+++ Text shown +++

International Day of Women and Girls in Science 2021

11 Feb

International Day of Women and Girls in Science 2021

“Nothing in life is to be feared; it is only to be understood. Now is the time to understand more, so that we may fear less.”, said Marie Curie. Such a wise quote at the present time when the COVID-19 crisis persists after a year. Even more, when today the International Day of Women and Girls in Science is happening all around the world. CROSSBOW, as an innovation and research project, joins the United Nations, partners worldwide, women and girls to celebrate it.

Rightly, this year’s theme is Women Scientists at the forefront of the fight against COVID-19. This day is a reminder that women and girls play a critical role in science and technology to fight against COVID-19. A pandemic situation that is not only having serious health and economic consequences but is also many others.

The COVID-19 pandemic is having a high impact on energy systems around the world, curbing investments and threatening to slow the expansion of key clean energy technologies, as the International Energy Agency (IEA) informed.

Yes,  constraints on social and economic activity – particularly on mobility – have reduced the global carbon emissions but the COVID-19 crisis is impacting clean energy transitions, experts warn.

“Renewable power sources have so far demonstrated resilience in the face of the Covid-19 crisis. The share of renewables in the global electricity supply reached nearly 28% in the first quarter of 2020, up from 26% during the same period in 2019. Despite this resilience, renewables’ growth is expected to slow down in 2020.”, informed IEA.

+++ Supplied data +++

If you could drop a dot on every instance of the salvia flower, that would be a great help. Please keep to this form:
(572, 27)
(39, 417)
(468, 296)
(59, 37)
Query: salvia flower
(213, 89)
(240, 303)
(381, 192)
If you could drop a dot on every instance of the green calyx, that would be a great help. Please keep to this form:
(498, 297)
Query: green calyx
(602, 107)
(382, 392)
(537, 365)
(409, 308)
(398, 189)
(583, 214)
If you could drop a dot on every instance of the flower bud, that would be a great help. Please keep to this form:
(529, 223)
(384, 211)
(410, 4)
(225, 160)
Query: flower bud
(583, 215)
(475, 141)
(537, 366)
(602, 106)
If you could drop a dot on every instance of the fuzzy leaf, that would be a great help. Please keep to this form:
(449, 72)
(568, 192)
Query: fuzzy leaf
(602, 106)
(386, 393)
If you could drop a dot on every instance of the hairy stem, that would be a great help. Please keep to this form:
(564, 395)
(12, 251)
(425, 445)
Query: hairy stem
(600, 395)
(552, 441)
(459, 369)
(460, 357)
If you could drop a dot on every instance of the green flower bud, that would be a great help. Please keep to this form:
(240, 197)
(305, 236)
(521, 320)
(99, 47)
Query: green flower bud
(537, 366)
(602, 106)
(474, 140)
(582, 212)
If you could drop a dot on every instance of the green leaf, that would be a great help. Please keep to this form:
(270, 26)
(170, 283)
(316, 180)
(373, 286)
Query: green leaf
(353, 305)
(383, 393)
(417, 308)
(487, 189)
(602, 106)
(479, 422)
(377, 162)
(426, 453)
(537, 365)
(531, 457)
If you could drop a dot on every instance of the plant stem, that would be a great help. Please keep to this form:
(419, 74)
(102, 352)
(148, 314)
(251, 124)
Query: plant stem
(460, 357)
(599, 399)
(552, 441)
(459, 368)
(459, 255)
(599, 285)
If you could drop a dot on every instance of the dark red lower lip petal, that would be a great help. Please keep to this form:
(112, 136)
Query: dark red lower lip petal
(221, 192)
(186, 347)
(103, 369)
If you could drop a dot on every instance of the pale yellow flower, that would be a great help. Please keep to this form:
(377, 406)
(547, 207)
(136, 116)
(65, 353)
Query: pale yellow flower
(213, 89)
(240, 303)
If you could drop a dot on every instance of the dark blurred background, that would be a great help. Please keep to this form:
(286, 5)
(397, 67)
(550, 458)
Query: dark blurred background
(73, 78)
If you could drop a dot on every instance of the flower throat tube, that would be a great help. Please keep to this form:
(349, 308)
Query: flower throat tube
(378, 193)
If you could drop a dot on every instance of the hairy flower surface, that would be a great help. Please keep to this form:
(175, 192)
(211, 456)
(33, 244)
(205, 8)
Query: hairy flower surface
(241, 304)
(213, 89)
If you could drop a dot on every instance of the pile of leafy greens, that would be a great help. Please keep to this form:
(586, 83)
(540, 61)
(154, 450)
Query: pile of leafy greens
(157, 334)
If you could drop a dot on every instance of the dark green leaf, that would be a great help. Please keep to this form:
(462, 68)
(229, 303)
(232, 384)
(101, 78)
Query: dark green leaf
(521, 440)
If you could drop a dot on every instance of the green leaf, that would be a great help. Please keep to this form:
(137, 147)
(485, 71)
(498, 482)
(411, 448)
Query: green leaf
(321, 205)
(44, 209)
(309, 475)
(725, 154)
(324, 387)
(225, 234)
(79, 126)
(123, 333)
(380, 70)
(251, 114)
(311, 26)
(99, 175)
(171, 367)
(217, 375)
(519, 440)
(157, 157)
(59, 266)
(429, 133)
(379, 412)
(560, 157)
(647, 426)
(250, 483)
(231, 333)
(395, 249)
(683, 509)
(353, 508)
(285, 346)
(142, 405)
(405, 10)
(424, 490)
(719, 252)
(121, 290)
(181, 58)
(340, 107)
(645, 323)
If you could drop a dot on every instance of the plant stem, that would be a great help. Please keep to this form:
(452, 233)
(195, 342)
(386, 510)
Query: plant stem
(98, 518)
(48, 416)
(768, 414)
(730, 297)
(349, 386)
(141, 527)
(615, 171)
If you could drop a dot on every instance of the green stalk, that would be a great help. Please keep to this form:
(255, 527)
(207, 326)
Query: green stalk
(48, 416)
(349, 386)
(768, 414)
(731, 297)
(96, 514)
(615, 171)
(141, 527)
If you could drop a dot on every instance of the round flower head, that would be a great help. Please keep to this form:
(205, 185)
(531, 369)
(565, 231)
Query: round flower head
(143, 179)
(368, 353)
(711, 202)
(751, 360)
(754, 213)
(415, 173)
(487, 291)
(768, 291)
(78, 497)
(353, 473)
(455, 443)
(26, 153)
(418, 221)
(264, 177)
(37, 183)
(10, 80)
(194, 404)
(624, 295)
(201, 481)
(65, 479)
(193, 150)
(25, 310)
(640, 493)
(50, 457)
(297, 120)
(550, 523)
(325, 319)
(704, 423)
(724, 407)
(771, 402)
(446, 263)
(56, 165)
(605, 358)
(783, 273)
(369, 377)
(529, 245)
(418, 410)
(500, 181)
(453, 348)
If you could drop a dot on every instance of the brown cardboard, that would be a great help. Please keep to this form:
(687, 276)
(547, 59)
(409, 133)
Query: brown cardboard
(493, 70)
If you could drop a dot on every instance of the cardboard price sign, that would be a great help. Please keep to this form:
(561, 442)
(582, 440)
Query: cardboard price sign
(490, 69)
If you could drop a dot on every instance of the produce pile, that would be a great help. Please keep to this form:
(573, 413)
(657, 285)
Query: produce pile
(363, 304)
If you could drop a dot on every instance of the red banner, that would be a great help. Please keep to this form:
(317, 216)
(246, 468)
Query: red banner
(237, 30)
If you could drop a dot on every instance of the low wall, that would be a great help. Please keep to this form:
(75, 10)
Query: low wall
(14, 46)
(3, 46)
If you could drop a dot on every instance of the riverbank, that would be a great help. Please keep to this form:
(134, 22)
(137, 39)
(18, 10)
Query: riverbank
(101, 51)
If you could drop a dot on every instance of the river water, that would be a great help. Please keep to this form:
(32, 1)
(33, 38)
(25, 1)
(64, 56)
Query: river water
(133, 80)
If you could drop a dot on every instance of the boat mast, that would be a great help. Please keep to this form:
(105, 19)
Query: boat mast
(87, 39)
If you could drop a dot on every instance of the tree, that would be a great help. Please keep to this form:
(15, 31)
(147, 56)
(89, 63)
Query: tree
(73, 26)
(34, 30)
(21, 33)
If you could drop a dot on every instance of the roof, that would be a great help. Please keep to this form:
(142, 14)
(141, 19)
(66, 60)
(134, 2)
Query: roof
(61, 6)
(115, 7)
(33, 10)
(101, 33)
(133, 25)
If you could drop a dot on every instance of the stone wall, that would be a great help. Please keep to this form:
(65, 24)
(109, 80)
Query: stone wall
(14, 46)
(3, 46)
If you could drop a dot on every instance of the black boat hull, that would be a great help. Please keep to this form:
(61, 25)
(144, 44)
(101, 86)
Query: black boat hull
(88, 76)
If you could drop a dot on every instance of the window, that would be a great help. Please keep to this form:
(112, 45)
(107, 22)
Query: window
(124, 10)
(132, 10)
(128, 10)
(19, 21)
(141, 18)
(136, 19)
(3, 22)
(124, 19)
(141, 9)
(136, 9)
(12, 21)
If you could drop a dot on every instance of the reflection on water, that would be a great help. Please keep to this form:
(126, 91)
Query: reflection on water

+++

- List of tasks:
**a.** Name every organization or project mentioned in the text on the International Day of Women and Girls in Science 2021.
**b.** According to the text on the International Day of Women and Girls in Science 2021, what was that year's theme?
**c.** Pick up the text on the International Day of Women and Girls in Science 2021 after its last sentence and continue writing it.

- Responses per task:
**a.** CROSSBOW, the United Nations, the International Energy Agency (IEA)

**b.** Women Scientists at the forefront of the fight against COVID-19.

**c.**
What happens next is crucial for our energy future. Driving more innovative and inclusive solutions for clean energy transition all over the world entails gender diversity in the energy sector. Closing the gender gap is not only a moral and social imperative but makes good sense for the clean energy business. A diverse economic sector reflects better the world we are acting in and creates an improved working atmosphere.

Now is the time to understand more together, so that we may fear less, as Marie Curie will say.


CROSSBOW contributes to close the gender gap in Research and Innovation

The CROSSBOW consortium is fully aware and embraces the policies of equal opportunities between women and men, the effective promotion of gender equality, and the gender dimension in Research and Innovation in relation to Horizon 2020.

Therefore, the CROSSBOW project applies several methods of sex and gender analysis to pay particular attention to gender-related issues by (a) Promoting the active involvement of women in research and management activities developed within the project; (b) Strengthening collaboration links to the prominent women scientists in the energy domain; (c) Encouraging the participation of women speakers to represent the project in conferences in Europe and overseas; (d) Ensuring the resolution of any gender-related issues that may arise; (e) Rethinking the language and the visual representations in dissemination actions and activities, in order to ensure a balanced representation of genders in all images and visuals.

The CROSSBOW consortium consists of a multi-national team of both male and female experts with a gender parity of sub-project managers. CROSSBOW creates impact by increasing awareness of the benefits of a gender perspective in research, development, and innovation.

From a long-term perspective, the gender mainstreaming approach will contribute to favorable conditions for innovation systems and more sustainable society. The CROSSBOW gender mainstreaming approach follows the Responsible Research and Innovation (RRI), as a process where all societal actors (researchers, citizens, policymakers, business) work together during the whole R&I process in order to align R&I outcomes to the values, needs, and expectations of European society, enabling easier access to scientific results, as well as the take up of gender and ethics in the R&I content and process.